§ **GIVEN PROBLEM**: Reproduce the following listing line for line, leaving every character unchanged.

§ **SOURCE RECORDS**:
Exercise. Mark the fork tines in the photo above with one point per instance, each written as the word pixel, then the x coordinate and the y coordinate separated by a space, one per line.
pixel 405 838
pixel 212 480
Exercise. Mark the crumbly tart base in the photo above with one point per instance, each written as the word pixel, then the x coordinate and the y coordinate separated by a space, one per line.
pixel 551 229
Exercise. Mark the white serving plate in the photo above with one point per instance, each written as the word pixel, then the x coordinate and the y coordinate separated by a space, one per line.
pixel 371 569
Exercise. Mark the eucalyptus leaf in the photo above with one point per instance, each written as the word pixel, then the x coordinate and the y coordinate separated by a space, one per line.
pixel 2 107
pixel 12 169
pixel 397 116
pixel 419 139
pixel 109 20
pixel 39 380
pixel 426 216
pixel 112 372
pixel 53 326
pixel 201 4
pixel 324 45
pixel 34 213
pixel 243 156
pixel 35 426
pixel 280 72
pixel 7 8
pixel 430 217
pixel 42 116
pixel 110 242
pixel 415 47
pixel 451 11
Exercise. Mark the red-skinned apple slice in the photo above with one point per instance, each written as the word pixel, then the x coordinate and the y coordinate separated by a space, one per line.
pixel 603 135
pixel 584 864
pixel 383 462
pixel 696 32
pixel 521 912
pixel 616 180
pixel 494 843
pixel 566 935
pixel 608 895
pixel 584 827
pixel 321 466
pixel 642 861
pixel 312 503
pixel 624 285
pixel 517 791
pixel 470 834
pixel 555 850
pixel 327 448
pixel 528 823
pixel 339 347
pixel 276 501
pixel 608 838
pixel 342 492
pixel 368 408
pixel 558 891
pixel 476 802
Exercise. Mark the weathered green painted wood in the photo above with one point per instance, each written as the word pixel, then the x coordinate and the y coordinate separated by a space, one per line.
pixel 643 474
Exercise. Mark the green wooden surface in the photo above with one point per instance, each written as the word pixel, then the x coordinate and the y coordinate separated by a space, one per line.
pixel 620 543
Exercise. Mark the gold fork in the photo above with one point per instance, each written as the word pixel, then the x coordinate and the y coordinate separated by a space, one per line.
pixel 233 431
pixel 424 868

§ **COMPLETE OUTPUT**:
Exercise. Mark the fork tines in the photo above with one point per instance, each written as the word pixel, then the x coordinate and the y coordinate separated by a space, one per line.
pixel 405 838
pixel 212 480
Exercise. Mark the crumbly tart base in the photo above with one point per instance, each written as the word pixel, then the x coordinate and the y coordinate separated by a space, one per line.
pixel 551 229
Exercise. Mark the white serving plate in the photo above with one point per instance, each written as the word pixel, then the x coordinate and the y coordinate separated by a space, one per line.
pixel 371 569
Exercise. Mark the eucalyptus leaf in the photo above with one point per instance, each written as the word pixel, then the x coordinate and the y coordinate separated by a space, one per line.
pixel 2 107
pixel 12 169
pixel 397 116
pixel 419 139
pixel 109 20
pixel 39 380
pixel 426 216
pixel 112 372
pixel 53 326
pixel 201 4
pixel 324 45
pixel 34 213
pixel 243 156
pixel 35 426
pixel 280 72
pixel 7 8
pixel 430 217
pixel 42 116
pixel 110 242
pixel 415 47
pixel 451 11
Exercise. Mark the red-skinned apple slice in the photo above with one point per instance, each written as the word pixel, then the x coordinate and the y coordinate separated by a space, one per line.
pixel 603 135
pixel 584 864
pixel 383 462
pixel 696 32
pixel 521 912
pixel 616 180
pixel 494 843
pixel 566 935
pixel 608 895
pixel 584 827
pixel 321 466
pixel 642 861
pixel 312 503
pixel 624 285
pixel 517 791
pixel 470 834
pixel 555 850
pixel 327 448
pixel 528 823
pixel 339 347
pixel 276 501
pixel 608 838
pixel 342 492
pixel 368 408
pixel 558 891
pixel 476 802
Exercise. Mark the weathered green painted wood in the photo above with one point per instance, each written as the word pixel, then the x coordinate and the y coordinate separated by a space, one per line.
pixel 643 474
Exercise. Mark the green wooden surface in the photo above with one point per instance, each written as the word pixel, then the x coordinate and the y coordinate separated by a space, one per line.
pixel 620 543
Exercise. Mark the gold fork in the photo above with one point per instance, each written as the word pixel, then the x coordinate and the y coordinate separated by a space, one per line.
pixel 233 431
pixel 424 868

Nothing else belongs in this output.